** The request **
Output the records below as a two-column CSV named input and result. Give one row per record, with its text under input and its answer under result, each in a single quoted field with line breaks replaced by spaces.

** Recorded data **
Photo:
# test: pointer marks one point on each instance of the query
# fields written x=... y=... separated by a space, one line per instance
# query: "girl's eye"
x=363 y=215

** Exercise output **
input,result
"Photo: # test: pointer marks one point on each instance of the query # fields written x=... y=... separated by a space, one line per instance # query: ""girl's eye""","x=363 y=215"